Whereas all participants had homogeneous characteristics, the intervention might not have challenged their sensorimotor systems equally. Furthermore, the vibration load was the same for all participants rather than being determined individually.40 Adding a BOSU to the vibration platform could also have attenuated part of the effective energy produced by the vibration. The WBV has been associated with increases in testosterone and growth hormone levels; however, no physiological measurements were taken in our study. Furthermore, the training protocol was targeted at single-legged balance ability. Therefore, a hormonal change induced by the exposure to WBV would not necessarily have led to morphologic advancements without adding some type of resistance training. Another limitation was the small sample size, which might not have been adequate to detect postintervention differences among groups. It was also not possible to blind participants to group allocation, which may have influenced our results. Finally, given that the CAIT was administered only to select the participants, our results should be interpreted cautiously. We cannot affirm that our training protocol diminished the feeling of instability assessed by the CAIT.
Balance impairments have been reported in participants with CAI. We observed that balance training on an unstable surface improved performance on the SEBT. Also, we found that the same intervention combined with WBV benefitted balance ability on the BBS. Therefore, implementing this kind of training should be considered in future interventions to reduce the risk of recurrent ankle sprains by improving the dynamic balance ability of participants with CAI.
The results of our study suggest that a 6-week unilateral balance-training program on an unstable surface and a vibration platform resulted in better balance on the BBS and SEBT. The same intervention without vibration also effectively enhanced balance on the SEBT. However, given that improvements in BBS performance were found only in the VIB group, we could conclude that adding vibration led to different enhancements in balance ability compared with the same intervention without vibration. We observed no differences in any body-composition variables in any group after 6 weeks of balance training. Further research is required to confirm these results and to analyze whether this training can reduce the risk of sustaining an ankle sprain in people with CAI.
We thank the participants for their contribution to the study.

[Data items]
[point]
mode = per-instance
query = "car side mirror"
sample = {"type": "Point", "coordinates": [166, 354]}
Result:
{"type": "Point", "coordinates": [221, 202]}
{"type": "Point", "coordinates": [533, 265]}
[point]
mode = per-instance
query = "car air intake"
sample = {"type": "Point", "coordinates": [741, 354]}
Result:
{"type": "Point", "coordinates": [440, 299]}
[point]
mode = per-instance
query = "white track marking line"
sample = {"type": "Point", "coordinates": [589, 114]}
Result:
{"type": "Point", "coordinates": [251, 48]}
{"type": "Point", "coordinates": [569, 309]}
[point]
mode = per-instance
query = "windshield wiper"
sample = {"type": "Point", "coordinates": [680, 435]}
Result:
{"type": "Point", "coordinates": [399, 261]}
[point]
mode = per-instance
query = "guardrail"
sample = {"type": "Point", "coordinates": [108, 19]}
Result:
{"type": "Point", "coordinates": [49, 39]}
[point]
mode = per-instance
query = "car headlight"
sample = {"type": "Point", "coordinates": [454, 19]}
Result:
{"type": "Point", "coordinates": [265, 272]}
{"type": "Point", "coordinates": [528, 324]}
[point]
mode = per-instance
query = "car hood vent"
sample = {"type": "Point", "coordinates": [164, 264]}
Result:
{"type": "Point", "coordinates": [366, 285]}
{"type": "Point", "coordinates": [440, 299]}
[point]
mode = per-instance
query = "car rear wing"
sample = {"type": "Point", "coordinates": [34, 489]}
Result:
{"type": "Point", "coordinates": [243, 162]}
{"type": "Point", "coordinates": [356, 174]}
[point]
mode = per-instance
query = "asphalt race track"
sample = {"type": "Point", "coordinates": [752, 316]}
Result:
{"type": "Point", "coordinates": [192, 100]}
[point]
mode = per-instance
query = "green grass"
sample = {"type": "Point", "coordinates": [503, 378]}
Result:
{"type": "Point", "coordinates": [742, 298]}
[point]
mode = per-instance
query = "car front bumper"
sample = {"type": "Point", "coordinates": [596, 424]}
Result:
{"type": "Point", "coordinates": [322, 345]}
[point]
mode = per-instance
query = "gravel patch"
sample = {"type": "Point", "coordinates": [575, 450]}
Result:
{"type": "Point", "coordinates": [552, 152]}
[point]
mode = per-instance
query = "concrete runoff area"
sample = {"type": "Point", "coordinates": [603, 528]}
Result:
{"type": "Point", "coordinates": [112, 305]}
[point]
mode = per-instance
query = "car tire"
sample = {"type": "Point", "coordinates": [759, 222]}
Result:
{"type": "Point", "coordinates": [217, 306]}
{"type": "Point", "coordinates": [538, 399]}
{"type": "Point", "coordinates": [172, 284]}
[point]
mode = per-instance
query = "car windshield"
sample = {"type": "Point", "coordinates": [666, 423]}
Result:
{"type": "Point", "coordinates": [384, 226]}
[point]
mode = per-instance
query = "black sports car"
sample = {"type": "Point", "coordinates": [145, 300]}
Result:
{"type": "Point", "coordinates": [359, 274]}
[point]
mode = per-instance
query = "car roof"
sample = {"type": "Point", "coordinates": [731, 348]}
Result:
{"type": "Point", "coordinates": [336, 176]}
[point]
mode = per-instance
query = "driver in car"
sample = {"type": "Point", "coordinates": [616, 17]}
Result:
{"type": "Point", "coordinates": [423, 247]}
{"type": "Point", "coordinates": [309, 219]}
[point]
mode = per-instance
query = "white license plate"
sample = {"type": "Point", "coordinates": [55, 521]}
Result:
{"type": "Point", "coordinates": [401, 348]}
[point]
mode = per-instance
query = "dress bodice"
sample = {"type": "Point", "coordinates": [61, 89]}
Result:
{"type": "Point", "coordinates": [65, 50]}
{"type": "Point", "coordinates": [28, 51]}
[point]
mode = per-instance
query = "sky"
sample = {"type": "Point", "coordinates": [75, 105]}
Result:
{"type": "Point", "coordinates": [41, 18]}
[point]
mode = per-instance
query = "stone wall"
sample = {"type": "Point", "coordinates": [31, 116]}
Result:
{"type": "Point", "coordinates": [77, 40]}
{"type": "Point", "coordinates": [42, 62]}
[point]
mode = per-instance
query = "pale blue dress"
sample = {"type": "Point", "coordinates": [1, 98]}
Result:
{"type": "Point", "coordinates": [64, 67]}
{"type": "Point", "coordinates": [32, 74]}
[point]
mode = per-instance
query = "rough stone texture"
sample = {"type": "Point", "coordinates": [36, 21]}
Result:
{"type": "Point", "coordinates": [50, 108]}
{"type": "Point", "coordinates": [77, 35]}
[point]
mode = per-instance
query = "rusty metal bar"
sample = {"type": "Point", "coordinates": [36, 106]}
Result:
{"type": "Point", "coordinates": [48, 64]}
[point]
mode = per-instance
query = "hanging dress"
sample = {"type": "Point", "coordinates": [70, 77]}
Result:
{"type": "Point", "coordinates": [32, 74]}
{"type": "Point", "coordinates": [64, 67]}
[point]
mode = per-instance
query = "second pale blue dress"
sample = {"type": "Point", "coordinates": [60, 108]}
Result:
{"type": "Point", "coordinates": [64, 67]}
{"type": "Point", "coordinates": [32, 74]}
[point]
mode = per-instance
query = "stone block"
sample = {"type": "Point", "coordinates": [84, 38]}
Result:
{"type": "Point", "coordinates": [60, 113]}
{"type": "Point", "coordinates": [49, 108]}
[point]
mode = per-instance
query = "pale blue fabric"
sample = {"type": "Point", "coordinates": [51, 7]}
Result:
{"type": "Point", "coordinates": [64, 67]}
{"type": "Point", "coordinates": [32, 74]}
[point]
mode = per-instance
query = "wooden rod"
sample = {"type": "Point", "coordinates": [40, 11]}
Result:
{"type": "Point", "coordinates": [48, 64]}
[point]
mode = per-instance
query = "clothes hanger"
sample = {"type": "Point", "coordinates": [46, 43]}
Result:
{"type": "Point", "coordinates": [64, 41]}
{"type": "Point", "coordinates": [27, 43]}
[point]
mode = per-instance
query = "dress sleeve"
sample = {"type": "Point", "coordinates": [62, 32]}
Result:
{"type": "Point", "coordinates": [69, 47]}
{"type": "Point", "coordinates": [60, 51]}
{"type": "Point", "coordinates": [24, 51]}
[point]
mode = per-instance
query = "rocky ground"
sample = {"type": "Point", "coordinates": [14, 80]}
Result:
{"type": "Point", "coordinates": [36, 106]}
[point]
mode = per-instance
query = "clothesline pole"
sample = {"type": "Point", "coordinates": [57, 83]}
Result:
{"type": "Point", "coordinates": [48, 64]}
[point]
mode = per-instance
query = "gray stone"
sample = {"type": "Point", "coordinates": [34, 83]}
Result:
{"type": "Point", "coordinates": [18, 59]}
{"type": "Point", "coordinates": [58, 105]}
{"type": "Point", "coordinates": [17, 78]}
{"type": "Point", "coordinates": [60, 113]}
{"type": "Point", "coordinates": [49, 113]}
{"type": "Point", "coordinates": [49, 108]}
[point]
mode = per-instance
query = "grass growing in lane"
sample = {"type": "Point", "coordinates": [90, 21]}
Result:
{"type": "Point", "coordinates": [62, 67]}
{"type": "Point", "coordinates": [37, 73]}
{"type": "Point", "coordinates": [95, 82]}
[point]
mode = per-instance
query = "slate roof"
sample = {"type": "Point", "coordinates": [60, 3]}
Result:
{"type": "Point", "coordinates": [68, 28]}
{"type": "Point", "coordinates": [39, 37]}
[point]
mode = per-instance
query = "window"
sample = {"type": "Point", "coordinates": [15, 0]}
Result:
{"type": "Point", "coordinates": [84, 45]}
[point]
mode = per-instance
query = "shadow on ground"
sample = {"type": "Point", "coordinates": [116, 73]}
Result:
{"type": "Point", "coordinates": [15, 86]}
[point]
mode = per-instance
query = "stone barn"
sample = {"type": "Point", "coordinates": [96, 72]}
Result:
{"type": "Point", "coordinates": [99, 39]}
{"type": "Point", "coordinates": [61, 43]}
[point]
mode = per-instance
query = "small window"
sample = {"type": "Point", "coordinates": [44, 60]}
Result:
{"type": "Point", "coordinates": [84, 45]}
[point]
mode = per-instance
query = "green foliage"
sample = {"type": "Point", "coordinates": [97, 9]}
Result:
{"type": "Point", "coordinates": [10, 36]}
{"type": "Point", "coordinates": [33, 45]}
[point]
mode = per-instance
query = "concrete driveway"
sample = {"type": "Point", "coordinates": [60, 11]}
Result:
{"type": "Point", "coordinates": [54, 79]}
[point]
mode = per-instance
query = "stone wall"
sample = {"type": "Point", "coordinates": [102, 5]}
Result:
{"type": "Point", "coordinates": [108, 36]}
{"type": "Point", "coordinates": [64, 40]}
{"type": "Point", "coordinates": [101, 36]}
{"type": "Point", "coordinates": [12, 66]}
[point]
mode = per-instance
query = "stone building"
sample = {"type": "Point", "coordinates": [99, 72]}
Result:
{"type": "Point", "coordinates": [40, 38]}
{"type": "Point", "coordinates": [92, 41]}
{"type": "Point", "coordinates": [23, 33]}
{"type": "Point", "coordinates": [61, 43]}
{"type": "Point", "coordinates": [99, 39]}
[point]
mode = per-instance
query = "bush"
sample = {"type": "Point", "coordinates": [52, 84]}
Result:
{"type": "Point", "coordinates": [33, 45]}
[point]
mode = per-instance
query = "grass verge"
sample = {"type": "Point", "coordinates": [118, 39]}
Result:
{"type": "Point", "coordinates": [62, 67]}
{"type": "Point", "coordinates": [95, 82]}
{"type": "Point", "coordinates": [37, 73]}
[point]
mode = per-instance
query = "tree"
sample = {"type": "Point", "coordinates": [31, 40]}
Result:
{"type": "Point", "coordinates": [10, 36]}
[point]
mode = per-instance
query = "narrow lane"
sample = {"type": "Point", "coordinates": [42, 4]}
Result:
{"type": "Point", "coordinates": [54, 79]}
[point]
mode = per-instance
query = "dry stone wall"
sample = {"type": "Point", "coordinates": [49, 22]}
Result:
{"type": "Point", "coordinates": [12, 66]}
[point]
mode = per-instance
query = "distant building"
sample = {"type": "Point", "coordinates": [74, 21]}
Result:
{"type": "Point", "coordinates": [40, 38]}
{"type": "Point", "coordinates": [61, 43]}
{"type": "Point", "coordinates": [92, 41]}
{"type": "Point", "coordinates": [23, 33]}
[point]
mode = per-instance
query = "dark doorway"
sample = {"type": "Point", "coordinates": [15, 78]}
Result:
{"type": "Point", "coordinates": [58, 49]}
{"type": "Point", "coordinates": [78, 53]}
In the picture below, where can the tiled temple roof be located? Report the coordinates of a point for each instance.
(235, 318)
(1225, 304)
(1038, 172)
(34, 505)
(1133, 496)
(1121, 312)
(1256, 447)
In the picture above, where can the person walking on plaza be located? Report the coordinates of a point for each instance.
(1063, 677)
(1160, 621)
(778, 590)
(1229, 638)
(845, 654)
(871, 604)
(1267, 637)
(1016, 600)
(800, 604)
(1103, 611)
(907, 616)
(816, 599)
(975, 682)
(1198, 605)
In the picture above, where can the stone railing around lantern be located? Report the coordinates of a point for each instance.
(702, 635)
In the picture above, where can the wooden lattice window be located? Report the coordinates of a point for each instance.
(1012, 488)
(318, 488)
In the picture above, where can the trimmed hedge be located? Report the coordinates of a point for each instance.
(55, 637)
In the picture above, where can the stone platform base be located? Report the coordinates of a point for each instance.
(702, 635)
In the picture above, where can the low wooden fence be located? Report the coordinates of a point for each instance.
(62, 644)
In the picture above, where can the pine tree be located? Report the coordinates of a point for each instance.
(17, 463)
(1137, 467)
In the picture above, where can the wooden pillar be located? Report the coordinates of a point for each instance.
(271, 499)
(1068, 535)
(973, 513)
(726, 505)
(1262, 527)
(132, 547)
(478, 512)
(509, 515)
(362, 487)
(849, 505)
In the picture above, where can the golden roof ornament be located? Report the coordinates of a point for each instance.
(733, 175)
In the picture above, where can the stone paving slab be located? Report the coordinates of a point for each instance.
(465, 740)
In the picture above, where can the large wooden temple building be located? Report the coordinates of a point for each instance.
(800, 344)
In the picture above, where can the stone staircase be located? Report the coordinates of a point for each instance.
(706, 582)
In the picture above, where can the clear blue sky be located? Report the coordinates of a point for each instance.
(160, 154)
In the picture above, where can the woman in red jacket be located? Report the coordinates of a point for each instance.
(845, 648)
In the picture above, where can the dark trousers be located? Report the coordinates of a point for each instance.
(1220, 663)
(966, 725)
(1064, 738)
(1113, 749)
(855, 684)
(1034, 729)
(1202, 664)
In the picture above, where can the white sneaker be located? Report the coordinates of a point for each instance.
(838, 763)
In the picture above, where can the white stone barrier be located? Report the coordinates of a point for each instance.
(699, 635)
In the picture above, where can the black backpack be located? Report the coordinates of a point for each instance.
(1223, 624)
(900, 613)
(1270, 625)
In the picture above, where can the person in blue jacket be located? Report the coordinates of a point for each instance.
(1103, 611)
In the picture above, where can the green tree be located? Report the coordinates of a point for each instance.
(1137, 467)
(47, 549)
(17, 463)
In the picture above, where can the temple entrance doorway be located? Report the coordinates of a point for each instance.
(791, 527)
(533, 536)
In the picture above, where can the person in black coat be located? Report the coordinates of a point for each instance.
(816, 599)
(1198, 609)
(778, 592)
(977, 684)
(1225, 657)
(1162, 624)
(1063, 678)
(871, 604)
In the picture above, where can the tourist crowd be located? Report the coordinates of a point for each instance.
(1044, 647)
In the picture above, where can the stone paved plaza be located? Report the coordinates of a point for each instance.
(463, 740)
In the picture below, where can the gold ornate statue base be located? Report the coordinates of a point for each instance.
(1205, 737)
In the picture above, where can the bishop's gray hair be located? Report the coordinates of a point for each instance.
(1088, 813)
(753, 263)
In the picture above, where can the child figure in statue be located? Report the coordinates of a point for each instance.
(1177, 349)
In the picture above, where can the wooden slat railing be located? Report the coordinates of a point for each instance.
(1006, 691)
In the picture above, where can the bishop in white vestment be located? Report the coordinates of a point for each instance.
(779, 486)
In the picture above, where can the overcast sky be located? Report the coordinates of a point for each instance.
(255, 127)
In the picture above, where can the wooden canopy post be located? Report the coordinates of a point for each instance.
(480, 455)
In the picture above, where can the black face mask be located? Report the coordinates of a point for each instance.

* Task statement
Copy word for word the part of the balance-training study text starting with "The results of" and going on through "to the study.".

* Finished exercise
The results of our study suggest that a 6-week unilateral balance-training program on an unstable surface and a vibration platform resulted in better balance on the BBS and SEBT. The same intervention without vibration also effectively enhanced balance on the SEBT. However, given that improvements in BBS performance were found only in the VIB group, we could conclude that adding vibration led to different enhancements in balance ability compared with the same intervention without vibration. We observed no differences in any body-composition variables in any group after 6 weeks of balance training. Further research is required to confirm these results and to analyze whether this training can reduce the risk of sustaining an ankle sprain in people with CAI.
We thank the participants for their contribution to the study.